▶ PROBLEMS:
1. In the Withlacoochee flooding text, begin at the words "The floodwaters rise, the" and stop after "11 am Thursday.", swapping "Wednesday" for "Tuesday" wherever it occurs in that stretch.
2. Extend the text on the Withlacoochee flooding, picking up right after its final sentence.

The Mighty Withlacoochee In Full Spate

The floodwaters rise, the terror fills every heart. Will houses drift downstream and mobile homes set sail to the Gulf on their own? According to Weather Today:
For the Withlacoochee river near Valdosta. Minor flooding is occurring. With a stage of 13. 1 feet measured at 10 am Wednesday. Minor flooding is forecast. With a maximum stage of 13. 6 feet at 8 pm Wednesday. Which is 0. 6 feet above flood stage. The stage exceeded the flood stage of 13. 0 feet at 9 am Wednesday. The stage will fall below flood stage at 11 am Thursday.
All persons with interest along the river should monitor the latest forecasts. And be prepared to take necessary precautions to protect life and property. Do not drive cars through flooded areas. If you see flood waters. Remember to turn around and do not drown.
Well, well, no need to get hysterical about this. This is the Withlachoochee that's flooding. It is possible that if South Central GA gets more rain (which is projected to occur) that the parking lot of the Valdosta, GA YMCA might be partially submerged and there will definitely be a few more beer cans floating in the river.

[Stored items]
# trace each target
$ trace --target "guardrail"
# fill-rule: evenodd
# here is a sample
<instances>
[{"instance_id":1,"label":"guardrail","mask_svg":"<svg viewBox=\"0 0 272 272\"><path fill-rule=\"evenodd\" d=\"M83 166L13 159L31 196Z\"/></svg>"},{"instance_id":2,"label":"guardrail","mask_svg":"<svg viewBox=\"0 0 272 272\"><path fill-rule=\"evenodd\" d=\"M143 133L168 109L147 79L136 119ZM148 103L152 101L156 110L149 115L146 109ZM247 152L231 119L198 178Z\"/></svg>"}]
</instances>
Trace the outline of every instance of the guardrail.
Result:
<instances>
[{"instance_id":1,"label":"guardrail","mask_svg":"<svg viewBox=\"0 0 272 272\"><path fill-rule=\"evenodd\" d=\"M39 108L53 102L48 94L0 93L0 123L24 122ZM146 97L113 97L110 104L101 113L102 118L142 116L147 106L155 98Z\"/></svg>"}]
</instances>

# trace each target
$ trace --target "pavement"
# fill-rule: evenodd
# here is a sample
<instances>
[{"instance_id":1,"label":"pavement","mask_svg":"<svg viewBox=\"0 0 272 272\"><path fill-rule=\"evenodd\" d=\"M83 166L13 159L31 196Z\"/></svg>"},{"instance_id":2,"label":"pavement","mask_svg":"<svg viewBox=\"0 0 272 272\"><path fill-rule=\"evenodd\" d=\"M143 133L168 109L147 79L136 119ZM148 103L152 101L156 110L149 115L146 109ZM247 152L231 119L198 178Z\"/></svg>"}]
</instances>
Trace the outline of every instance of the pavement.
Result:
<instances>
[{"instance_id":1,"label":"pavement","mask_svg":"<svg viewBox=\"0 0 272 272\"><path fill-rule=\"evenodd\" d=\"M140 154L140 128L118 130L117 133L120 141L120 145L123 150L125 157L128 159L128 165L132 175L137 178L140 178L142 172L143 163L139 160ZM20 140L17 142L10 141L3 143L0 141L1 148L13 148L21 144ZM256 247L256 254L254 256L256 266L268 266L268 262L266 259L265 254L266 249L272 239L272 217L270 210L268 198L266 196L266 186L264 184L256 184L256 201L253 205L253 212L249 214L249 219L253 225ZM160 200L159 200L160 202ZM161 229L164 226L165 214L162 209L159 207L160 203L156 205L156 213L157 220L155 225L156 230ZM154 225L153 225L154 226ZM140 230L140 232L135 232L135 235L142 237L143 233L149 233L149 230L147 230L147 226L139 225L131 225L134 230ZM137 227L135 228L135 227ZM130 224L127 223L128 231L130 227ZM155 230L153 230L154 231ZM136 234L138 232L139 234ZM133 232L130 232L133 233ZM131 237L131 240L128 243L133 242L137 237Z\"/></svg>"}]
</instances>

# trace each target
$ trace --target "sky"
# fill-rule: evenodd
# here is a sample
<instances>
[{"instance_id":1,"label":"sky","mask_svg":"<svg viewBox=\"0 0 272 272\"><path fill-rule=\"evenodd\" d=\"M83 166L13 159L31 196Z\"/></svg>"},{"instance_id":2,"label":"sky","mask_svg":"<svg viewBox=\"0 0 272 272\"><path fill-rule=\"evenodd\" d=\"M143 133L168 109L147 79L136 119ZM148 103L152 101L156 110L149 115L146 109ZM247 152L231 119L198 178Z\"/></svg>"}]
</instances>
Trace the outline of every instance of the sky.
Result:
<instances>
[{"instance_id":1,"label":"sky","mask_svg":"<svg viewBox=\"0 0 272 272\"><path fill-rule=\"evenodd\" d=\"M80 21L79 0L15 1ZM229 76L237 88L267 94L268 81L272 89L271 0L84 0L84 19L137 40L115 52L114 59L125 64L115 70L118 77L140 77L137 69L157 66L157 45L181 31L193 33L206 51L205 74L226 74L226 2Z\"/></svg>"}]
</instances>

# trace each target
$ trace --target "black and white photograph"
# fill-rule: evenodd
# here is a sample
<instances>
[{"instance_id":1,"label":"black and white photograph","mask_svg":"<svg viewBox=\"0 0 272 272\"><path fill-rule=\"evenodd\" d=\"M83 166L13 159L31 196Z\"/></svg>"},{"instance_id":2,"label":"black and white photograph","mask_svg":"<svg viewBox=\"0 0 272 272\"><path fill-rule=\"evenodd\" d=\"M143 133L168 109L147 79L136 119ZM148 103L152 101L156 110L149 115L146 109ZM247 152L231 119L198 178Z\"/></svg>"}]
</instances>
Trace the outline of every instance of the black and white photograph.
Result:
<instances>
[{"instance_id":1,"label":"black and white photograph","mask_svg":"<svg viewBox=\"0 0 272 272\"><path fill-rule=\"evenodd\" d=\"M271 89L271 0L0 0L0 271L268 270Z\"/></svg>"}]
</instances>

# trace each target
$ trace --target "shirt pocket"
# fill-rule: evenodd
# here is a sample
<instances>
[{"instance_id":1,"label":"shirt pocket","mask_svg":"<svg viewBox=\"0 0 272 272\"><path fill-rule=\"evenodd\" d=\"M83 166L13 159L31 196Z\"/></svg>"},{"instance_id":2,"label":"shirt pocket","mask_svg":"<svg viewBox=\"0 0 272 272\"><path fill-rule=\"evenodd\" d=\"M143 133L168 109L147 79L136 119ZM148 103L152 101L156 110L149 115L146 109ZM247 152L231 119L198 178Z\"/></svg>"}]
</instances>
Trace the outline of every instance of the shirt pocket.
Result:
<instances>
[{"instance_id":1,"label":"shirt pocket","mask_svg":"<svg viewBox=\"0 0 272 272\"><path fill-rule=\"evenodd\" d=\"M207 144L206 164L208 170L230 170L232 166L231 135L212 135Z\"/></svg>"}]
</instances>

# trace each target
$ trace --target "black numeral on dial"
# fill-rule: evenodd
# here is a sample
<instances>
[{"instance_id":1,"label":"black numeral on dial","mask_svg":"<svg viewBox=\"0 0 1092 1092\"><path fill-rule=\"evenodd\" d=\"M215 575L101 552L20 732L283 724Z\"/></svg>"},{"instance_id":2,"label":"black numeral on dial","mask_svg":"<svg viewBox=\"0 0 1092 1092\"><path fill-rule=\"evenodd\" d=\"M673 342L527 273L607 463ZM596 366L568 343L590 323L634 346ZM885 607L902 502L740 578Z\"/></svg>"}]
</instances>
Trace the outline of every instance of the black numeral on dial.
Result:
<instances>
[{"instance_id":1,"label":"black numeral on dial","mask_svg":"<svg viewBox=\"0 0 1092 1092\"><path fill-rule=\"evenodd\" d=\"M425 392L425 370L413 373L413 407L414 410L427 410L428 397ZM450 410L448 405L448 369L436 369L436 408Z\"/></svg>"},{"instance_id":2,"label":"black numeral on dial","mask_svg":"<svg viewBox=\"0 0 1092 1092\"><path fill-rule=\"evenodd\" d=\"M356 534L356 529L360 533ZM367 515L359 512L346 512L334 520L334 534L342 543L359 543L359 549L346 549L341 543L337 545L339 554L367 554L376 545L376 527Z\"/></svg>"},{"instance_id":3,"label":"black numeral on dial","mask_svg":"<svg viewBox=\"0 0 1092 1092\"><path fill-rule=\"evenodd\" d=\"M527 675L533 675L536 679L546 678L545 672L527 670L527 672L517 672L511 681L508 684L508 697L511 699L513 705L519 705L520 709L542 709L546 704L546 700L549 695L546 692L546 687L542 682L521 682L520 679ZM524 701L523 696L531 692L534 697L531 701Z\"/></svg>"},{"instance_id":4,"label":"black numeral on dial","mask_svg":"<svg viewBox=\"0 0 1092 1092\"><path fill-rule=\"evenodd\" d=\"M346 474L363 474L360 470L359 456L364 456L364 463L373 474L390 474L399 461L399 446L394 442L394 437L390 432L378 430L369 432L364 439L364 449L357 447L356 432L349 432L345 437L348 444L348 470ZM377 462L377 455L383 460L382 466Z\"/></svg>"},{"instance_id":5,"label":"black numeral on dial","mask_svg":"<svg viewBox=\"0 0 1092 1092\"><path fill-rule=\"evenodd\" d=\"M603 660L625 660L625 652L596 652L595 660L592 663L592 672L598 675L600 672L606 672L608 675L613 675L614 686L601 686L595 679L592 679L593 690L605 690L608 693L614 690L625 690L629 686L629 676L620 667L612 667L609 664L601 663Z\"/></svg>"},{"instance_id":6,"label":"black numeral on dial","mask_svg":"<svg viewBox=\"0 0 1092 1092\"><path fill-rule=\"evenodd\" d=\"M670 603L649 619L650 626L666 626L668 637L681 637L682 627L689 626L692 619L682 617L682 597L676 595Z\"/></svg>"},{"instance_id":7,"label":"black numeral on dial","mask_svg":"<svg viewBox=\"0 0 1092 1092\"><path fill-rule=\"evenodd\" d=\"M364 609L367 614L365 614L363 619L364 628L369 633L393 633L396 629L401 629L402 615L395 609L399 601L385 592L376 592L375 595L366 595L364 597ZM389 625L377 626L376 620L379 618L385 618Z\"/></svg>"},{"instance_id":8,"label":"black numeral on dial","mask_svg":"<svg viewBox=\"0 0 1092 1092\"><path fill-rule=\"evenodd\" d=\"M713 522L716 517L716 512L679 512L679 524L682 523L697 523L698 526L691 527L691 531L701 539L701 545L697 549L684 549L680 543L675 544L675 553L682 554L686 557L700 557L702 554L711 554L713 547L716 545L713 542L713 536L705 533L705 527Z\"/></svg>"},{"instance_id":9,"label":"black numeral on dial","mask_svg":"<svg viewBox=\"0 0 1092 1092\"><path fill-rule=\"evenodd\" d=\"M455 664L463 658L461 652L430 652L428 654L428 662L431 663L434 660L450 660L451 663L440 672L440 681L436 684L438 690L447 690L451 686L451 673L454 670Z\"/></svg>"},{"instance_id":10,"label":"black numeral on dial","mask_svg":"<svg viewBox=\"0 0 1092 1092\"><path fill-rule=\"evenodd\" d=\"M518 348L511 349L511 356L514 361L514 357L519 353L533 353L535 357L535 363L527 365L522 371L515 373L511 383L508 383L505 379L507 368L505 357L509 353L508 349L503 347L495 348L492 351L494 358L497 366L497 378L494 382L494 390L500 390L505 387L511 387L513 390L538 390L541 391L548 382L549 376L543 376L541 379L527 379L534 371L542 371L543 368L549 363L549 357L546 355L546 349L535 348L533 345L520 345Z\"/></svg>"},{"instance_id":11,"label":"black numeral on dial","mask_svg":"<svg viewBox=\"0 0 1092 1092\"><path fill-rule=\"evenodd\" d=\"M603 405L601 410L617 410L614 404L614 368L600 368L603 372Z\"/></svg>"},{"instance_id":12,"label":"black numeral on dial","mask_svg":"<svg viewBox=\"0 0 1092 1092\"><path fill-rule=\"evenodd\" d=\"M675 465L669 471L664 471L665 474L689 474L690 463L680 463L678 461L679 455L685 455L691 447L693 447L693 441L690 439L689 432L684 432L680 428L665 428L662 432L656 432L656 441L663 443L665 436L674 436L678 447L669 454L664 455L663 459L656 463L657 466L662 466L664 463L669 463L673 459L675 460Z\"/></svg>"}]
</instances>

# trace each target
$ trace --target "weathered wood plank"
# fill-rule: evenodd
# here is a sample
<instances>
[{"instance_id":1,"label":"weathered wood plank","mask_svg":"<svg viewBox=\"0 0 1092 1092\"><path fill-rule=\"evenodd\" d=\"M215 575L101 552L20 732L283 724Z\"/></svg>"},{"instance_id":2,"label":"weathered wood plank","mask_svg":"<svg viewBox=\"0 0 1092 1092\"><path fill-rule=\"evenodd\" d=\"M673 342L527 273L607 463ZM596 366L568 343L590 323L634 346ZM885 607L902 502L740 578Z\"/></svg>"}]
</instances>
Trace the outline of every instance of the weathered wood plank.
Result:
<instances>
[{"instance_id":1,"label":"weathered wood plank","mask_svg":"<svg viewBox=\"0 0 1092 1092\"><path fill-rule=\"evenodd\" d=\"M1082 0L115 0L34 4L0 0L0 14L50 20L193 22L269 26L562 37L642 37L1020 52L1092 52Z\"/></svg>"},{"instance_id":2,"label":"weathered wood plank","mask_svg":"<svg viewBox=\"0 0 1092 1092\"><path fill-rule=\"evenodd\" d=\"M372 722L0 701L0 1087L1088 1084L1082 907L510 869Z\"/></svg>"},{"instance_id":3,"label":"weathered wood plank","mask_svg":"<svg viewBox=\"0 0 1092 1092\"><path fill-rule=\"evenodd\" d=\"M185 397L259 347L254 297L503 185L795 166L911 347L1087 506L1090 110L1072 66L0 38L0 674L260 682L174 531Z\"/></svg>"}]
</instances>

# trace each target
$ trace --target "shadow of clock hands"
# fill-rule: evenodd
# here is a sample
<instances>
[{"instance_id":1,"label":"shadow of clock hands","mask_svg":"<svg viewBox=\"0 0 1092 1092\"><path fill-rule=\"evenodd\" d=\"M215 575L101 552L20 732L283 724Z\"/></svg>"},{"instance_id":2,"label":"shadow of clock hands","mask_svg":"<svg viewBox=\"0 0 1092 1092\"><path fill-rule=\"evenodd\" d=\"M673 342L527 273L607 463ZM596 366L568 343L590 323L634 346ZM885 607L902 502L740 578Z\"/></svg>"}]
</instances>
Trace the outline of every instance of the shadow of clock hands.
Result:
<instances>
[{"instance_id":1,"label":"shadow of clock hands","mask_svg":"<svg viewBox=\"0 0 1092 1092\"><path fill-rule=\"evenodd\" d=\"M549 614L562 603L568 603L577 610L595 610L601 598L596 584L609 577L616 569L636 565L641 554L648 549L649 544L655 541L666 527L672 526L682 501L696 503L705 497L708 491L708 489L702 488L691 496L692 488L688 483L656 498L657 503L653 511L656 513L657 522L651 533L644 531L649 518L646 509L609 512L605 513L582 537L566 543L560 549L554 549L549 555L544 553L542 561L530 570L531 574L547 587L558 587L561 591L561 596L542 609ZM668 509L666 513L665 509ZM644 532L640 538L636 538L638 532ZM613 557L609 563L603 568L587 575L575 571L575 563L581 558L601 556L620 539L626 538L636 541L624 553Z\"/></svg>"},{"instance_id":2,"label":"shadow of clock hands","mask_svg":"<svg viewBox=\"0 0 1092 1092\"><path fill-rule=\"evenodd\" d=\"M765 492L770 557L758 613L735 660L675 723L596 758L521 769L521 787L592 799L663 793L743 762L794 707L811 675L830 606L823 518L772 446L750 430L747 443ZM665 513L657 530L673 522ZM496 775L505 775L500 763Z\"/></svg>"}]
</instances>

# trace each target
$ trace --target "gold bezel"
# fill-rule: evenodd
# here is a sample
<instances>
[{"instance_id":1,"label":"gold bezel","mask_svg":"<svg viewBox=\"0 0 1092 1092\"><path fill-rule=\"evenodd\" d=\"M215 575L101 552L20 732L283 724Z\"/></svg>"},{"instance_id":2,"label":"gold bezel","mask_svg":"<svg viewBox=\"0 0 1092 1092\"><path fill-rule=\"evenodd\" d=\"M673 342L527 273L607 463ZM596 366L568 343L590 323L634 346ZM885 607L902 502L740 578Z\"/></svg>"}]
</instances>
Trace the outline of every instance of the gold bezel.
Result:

▶ EXPECTED RESPONSES:
1.
The floodwaters rise, the terror fills every heart. Will houses drift downstream and mobile homes set sail to the Gulf on their own? According to Weather Today:
For the Withlacoochee river near Valdosta. Minor flooding is occurring. With a stage of 13. 1 feet measured at 10 am Tuesday. Minor flooding is forecast. With a maximum stage of 13. 6 feet at 8 pm Tuesday. Which is 0. 6 feet above flood stage. The stage exceeded the flood stage of 13. 0 feet at 9 am Tuesday. The stage will fall below flood stage at 11 am Thursday.

2.
I will include a map for my family's benefit, most of whom have not actually seen the Withlacoochee with any actual water in it. They probably believe there has never been and never will be any water in it. This could be due to the amount of trees they observed growing in the riverbed. There were skeptical looks and comments.

Well, now there's water! Thirteen feet! I told you so. I may drive down to observe the phenomenon after work.



Constituent Relations

So who's the idiot now?
A New York state lawmaker says he's embarrassed, after he mistakenly sent out an e-mail message that referred to his constituents as "idiots."
On the other hand, maybe his district will decide that at least he's good for a laugh! (R, NY, Willis Stephens)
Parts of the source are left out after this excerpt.